語彙を増やすだけで順調に「基礎力強化」ができる!
Jan 14, 2021/ 更新日:Apr 1, 2021
英単語の学習方法
誰もが、受験英語に少なからず触れることがあると思うが、「こんな難しい単語、まず使わないよ」というようなものに出会うことになる。例えば、哲学者でもないのにひたすら哲学用語を覚えていくのは苦痛でもある。
でも、心配する必要はない。ここでは「覚える」ということは極力避けて説明する。英単語は覚えるのではなく、ひたすら経験するだけで一通りは完成する。 大学受験のように、試験会場で完全に再現できるほど綿密に暗記してしまう必要はない。
経験するというのは、一度でも声に出して読み、書き、聞いたことがあるかどうかだけである。頭に入っているかどうかはこの際問題にしない。
単語は上辺だけをかじらないように心がけよ!
単語帳やスマホに表示された単語だけを見て、次々にページを捲っていくような学習に終止する必要はない。よくわからない単語は書いて、発音する程度までは触れておこう。目で眺めるだけだと、経験値としては少なすぎる。

______

→ **課題の目標**: 英単語学習の文章の「語彙を増やすだけで順調に「基礎力強化」ができる!」から「めるだけだと、経験値としては少なすぎる。」までを、両端も含めて書き写し、その中の「スマホ」を「タブレット」に置き換えてください。 行は英単語学習の文章とは別の資料です。

______

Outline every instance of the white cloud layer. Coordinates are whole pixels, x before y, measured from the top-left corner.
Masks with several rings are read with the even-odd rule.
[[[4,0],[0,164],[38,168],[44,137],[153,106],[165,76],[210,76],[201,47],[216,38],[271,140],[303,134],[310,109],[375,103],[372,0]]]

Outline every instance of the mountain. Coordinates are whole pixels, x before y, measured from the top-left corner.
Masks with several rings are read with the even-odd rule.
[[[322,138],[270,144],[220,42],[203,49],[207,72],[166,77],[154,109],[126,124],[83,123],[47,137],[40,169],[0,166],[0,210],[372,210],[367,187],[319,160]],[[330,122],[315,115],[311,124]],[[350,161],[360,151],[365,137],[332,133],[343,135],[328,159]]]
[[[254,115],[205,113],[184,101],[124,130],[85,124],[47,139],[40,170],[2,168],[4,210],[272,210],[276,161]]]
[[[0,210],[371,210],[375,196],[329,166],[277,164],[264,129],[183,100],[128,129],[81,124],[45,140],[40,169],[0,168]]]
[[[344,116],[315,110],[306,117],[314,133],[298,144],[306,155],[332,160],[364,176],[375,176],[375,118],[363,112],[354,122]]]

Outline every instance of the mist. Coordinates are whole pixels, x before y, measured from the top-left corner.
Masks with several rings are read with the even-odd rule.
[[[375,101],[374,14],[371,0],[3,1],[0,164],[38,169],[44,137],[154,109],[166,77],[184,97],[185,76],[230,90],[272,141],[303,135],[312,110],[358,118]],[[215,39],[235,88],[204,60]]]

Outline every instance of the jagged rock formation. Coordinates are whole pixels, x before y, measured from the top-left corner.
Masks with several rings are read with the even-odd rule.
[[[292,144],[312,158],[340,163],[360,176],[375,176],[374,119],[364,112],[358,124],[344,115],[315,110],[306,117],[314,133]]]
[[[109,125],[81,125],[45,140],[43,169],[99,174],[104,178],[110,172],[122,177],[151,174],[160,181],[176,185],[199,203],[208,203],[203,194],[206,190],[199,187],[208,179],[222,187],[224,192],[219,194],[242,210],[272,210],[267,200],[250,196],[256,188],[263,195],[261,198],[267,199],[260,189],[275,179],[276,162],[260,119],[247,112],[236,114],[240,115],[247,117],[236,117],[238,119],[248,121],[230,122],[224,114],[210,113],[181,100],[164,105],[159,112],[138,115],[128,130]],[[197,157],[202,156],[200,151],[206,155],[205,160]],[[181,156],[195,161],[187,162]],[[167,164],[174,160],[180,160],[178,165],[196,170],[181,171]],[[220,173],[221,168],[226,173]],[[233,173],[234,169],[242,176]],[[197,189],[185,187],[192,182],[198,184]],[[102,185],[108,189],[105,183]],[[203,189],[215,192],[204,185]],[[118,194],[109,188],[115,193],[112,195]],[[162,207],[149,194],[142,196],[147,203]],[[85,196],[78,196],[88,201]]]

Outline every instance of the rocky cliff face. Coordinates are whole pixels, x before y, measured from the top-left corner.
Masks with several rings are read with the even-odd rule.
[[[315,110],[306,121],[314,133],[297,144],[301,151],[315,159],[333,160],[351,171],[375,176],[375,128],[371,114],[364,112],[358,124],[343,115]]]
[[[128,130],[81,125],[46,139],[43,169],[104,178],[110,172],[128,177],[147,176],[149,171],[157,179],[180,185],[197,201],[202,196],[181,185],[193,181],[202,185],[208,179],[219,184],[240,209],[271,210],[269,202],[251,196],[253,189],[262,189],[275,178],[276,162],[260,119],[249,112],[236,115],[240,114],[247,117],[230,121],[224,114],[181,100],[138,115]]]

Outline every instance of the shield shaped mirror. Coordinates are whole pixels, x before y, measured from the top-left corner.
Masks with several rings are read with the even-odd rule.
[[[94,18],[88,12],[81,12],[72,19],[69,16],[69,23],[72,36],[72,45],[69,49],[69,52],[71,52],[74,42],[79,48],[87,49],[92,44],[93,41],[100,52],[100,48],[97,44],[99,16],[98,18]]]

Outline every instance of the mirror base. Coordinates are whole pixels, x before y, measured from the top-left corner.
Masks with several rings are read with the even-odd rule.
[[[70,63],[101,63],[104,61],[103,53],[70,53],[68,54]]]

______

→ **解答結果**:
語彙を増やすだけで順調に「基礎力強化」ができる!
Jan 14, 2021/ 更新日:Apr 1, 2021
英単語の学習方法
誰もが、受験英語に少なからず触れることがあると思うが、「こんな難しい単語、まず使わないよ」というようなものに出会うことになる。例えば、哲学者でもないのにひたすら哲学用語を覚えていくのは苦痛でもある。
でも、心配する必要はない。ここでは「覚える」ということは極力避けて説明する。英単語は覚えるのではなく、ひたすら経験するだけで一通りは完成する。 大学受験のように、試験会場で完全に再現できるほど綿密に暗記してしまう必要はない。
経験するというのは、一度でも声に出して読み、書き、聞いたことがあるかどうかだけである。頭に入っているかどうかはこの際問題にしない。
単語は上辺だけをかじらないように心がけよ!
単語帳やタブレットに表示された単語だけを見て、次々にページを捲っていくような学習に終止する必要はない。よくわからない単語は書いて、発音する程度までは触れておこう。目で眺めるだけだと、経験値としては少なすぎる。